Can you pick out every line in the entries below that contains the word "class" and copy each one in full? Case counts.
** START OF Information shown **
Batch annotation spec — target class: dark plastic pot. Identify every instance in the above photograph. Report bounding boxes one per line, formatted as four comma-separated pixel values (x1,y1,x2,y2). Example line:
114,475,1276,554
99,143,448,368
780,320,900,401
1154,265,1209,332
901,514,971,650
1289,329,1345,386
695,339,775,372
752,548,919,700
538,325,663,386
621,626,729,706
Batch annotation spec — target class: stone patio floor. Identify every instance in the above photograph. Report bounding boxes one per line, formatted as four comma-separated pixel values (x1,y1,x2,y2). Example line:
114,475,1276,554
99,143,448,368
** END OF Information shown **
== Output below ==
Batch annotation spec — target class: dark plastic pot. Identify every instance in the above photograph. Report bounding boxes one per line, formatted as four comma-separated pixel values (x1,y1,x2,y2). Example line:
Batch annotation spec — target class: stone patio floor. Identify every instance in the above photograph. Report bounding boxes one per line, formatted as four comma-separated pixel values (x1,y1,x2,y2). Example line:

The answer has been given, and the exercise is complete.